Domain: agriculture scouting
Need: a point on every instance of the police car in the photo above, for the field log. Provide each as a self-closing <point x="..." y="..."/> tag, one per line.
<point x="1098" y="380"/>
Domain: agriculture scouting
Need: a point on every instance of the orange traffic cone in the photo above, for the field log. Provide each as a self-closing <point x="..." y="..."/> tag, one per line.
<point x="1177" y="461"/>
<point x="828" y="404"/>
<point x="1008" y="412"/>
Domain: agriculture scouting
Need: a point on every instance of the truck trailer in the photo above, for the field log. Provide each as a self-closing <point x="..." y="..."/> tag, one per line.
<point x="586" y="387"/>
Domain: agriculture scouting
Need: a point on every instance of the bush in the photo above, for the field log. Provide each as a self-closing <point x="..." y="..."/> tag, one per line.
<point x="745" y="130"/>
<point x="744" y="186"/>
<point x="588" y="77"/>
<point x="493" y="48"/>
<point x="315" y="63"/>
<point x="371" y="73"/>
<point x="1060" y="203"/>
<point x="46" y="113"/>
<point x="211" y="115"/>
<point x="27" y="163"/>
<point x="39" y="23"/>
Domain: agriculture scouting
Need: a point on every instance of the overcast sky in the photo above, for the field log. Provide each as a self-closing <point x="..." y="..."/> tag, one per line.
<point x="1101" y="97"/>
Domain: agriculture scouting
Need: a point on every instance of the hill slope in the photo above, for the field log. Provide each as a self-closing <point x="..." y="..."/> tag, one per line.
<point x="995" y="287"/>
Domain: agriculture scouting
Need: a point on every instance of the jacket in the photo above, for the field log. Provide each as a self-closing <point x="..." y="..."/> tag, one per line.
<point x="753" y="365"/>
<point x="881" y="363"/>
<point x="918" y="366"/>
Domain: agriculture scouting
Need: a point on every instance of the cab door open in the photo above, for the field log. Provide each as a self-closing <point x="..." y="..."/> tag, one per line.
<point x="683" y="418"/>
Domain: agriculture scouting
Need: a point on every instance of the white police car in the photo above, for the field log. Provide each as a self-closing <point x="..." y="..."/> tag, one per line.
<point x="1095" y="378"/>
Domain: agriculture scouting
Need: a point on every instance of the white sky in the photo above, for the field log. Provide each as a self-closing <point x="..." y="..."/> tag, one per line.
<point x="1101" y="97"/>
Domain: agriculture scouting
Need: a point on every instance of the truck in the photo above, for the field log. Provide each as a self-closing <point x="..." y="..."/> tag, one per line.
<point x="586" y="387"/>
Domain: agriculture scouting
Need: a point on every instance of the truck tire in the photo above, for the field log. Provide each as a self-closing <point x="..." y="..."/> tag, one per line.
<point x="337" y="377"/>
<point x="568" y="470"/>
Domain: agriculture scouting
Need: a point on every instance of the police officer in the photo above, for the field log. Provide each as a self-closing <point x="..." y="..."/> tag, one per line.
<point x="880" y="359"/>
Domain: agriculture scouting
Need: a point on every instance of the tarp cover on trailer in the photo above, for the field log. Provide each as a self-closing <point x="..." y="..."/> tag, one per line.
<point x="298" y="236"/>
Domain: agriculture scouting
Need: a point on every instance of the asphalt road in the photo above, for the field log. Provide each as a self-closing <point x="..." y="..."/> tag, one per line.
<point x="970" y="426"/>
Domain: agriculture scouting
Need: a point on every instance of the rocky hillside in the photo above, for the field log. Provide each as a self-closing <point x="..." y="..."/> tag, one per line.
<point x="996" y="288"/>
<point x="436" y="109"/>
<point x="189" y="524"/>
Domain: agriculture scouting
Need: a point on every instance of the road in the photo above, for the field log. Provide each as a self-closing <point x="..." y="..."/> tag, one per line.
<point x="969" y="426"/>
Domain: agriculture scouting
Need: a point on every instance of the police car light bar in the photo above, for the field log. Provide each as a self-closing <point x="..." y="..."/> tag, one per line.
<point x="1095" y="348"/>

# [The problem]
State how many lines of the listing above contain the word "police", with uppercase and lowercase letters treated as different. Give only the number.

# [Completed task]
4